* DIRECTIONS:
From the records below, copy out exactly the lines from the one containing "Task: annotate a point on every instance of the dark" to the one containing "Task: annotate a point on every instance of the car roof", both included. Add nothing else.

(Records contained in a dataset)
========================================

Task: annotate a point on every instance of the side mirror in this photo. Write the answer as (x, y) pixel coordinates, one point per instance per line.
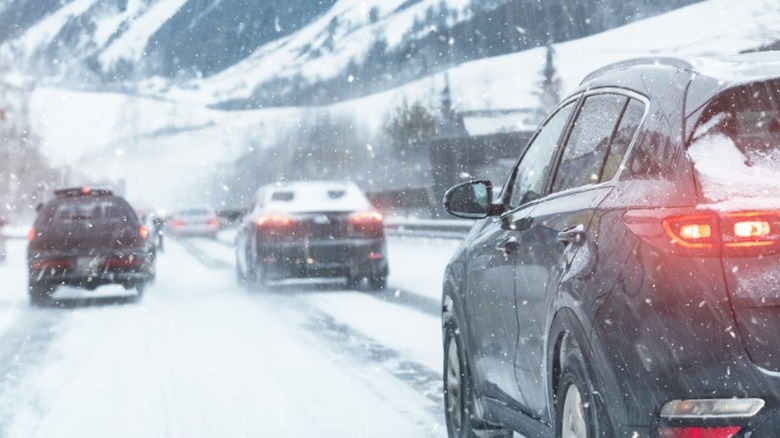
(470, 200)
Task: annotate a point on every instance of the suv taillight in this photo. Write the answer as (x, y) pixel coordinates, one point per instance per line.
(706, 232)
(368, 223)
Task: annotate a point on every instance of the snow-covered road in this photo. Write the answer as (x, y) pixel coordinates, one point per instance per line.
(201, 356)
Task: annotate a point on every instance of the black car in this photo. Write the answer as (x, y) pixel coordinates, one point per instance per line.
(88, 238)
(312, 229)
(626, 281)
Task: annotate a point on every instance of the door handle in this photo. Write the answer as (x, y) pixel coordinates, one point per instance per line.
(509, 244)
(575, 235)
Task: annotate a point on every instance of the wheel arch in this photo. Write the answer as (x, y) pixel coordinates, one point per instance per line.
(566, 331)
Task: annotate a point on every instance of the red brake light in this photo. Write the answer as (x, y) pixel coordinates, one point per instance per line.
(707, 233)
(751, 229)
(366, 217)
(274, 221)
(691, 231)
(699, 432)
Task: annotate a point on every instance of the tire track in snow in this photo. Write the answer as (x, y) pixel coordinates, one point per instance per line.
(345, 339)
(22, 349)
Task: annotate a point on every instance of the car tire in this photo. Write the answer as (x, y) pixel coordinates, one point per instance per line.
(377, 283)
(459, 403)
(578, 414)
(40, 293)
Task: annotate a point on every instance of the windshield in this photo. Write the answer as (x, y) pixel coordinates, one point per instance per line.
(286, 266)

========================================

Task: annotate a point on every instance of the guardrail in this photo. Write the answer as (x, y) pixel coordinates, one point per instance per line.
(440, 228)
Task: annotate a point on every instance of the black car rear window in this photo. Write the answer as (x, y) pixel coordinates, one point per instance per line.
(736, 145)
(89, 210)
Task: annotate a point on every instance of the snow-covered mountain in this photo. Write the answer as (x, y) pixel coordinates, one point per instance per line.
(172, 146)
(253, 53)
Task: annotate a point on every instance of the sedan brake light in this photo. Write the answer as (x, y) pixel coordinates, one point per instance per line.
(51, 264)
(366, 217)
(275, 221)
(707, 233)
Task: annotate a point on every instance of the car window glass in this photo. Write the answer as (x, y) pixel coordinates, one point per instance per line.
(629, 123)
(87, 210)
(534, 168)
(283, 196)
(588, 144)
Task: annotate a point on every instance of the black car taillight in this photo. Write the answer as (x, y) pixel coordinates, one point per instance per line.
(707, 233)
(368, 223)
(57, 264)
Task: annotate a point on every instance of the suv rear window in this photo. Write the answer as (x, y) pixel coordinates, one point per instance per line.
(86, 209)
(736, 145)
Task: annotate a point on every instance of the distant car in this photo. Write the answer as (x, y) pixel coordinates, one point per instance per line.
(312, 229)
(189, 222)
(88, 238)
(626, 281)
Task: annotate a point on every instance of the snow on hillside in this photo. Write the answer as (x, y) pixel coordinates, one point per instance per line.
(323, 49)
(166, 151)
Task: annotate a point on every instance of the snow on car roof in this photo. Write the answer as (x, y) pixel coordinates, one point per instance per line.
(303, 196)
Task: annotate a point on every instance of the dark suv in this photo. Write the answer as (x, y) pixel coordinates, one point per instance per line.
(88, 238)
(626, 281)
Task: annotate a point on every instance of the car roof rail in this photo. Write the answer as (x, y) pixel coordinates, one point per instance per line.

========================================

* SOLUTION TO THIS TASK:
Task: annotate a point on every instance of the dark suv in this photo. Write the answer as (x, y) pixel coordinates, one point per instance per line.
(88, 238)
(626, 281)
Task: annotate a point on every instance of the car roof rail in this photo. Write the answer as (x, y) pixel coordinates, one point per instance per line.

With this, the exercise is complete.